> [YOUR ASSIGNMENT]:
Determine how many lines below contain the string "TARGET" and give that number without anything else.

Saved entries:

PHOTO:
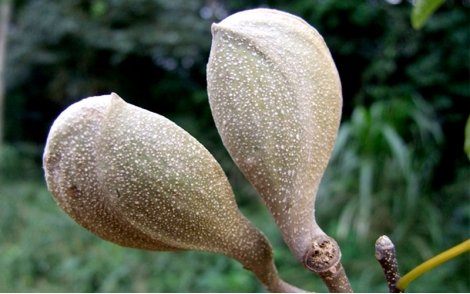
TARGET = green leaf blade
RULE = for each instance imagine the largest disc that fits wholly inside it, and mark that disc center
(422, 10)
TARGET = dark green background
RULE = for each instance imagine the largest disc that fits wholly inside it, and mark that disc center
(398, 167)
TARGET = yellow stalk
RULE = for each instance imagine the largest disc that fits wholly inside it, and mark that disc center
(432, 263)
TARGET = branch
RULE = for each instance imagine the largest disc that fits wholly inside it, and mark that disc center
(385, 255)
(324, 259)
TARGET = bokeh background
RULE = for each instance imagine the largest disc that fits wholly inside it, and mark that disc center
(398, 167)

> [TASK SOLUTION]:
5